Belge:
MEB’in
Ateizme Götüren Kitapları
Atalay
Girgin*
Sonunda bunu da öğrendik: MEB’in ders kitapları gençleri ateizme sürüklüyormuş!
Peki;
MEB’in hangi ders kitapları, gençleri, öğrencileri ateizme götürüyormuş? Hatta
deizme de…? Acaba gençler arasında deizm ve ateizm yayılıyor yaygarasının
nedeni bu kitaplar mı?
İnsanın
“Bak sen şu dinsiz MEB’in yaptığına” diyesi geliyor. Çaktırmadan neler
yapıyormuş neler? Hem deizm ve panteizme götürüyormuş gençleri hem de ateizme…
Seç beğen al! Sonuçta ikisinde de dinsizlik garanti… Allahsız ve dinsiz bir
kurumdan başka ne beklenirdi ki zaten…
İşin
ironisi bir yana… “Durduk yere, bu başlık ve sorular da nereden çıktı?” diye
sormayın. Enes Kara’nın, Nur Cemaatine ait olduğu söylenen bir evde, ardında
bir video kaydı bırakarak intihar etmesinin ardından, basında ve sosyal medyada
birçok söz söylendi. Birçok yazı yayımlandı.

Hedefler:
a: MEB ders kitapları hakkındaki yazıya göre Enes Kara, intihar etmeden önce ardında ne bırakmıştır?
b: MEB ders kitapları hakkındaki yazıyı son cümlesinden sonra sürdürün.

Veri Bölümü:
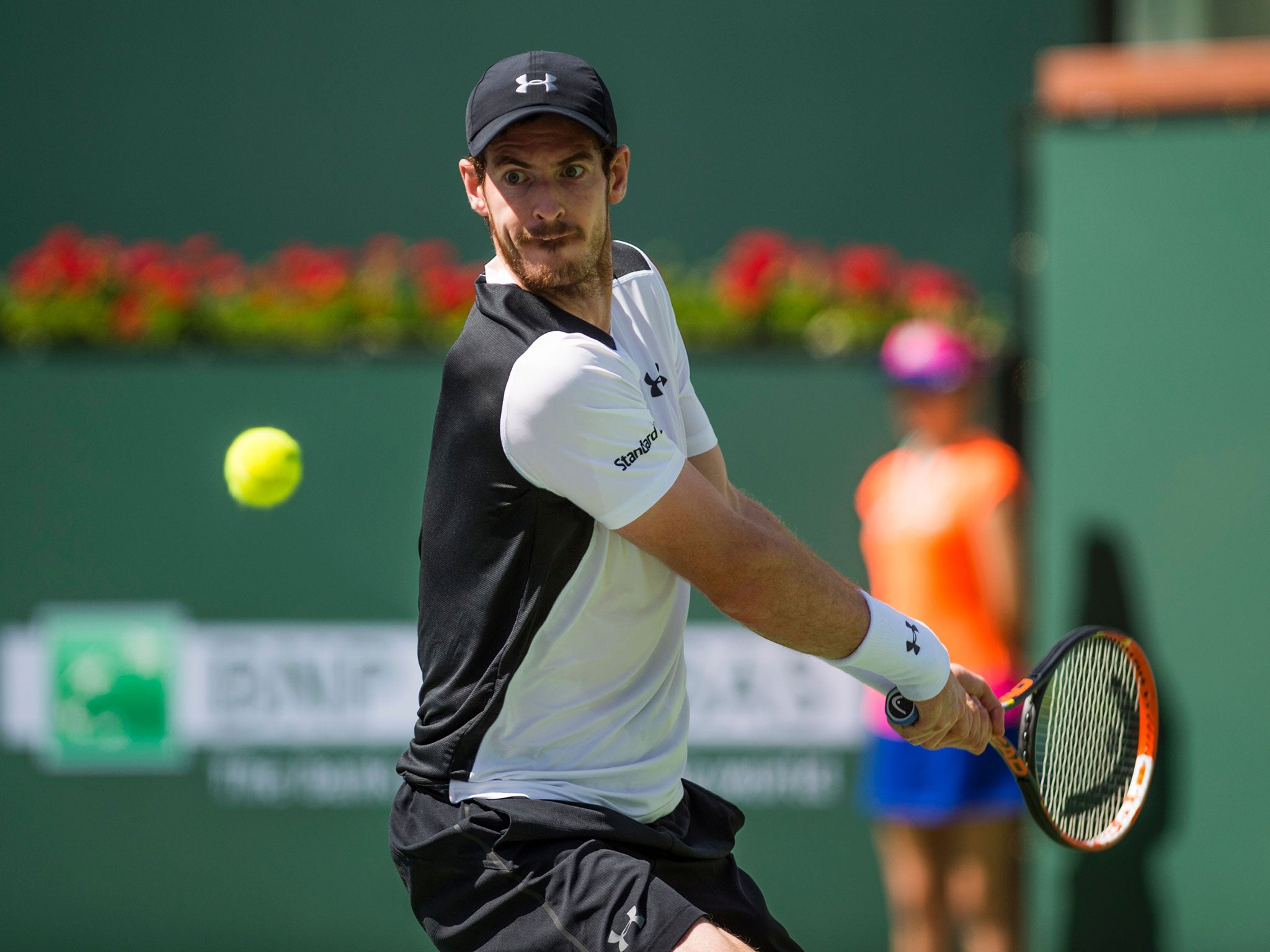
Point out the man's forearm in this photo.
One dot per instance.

Problemlerin Yanıtları:
a: Ardında bir video kaydı bırakmıştır.

b:
Bunlardan bazıları oldukça ilginçti. Tıpkı Akit güruhundan Ali Erkan Kavaklı imzasını taşıyan yazı gibi…
Suçlu Ateizm ve Ateistlermiş
Enes
Kara’nın intiharını inançsızlığa ve dinsizliğe bağlayan Kavaklı, “İnanan insan
kolay kolay intihar etmez” diyordu. Aslında bu sözleriyle, her insan gibi, “inanan
insan”ların da intihar ettiğini ve edebileceğini dile getiriyordu. Ama meselesi
bu değildi.
Bundan
dolayı da dinsel temelli ve saplantılı siyasal-ideolojik kabullerle malûl bir
bilinç halinin tezahürü olarak, düşünce ve gerçek düzeyde bir ‘düşman’, bir ‘suçlu’
arayışıyla bazı sorular yöneltiyordu. Çünkü dert başkaydı.
Bu
derde tercüman kabilinden şöyle diyordu: Tıp
fakültesi öğrencisi nasıl ateist oldu? Enes, ateist öğretmen ve öğretim
üyeleri ile karşılaştı mı? Ailesi inançlı olduğuna göre Enes’i ateizm
bataklığına kim sürükledi?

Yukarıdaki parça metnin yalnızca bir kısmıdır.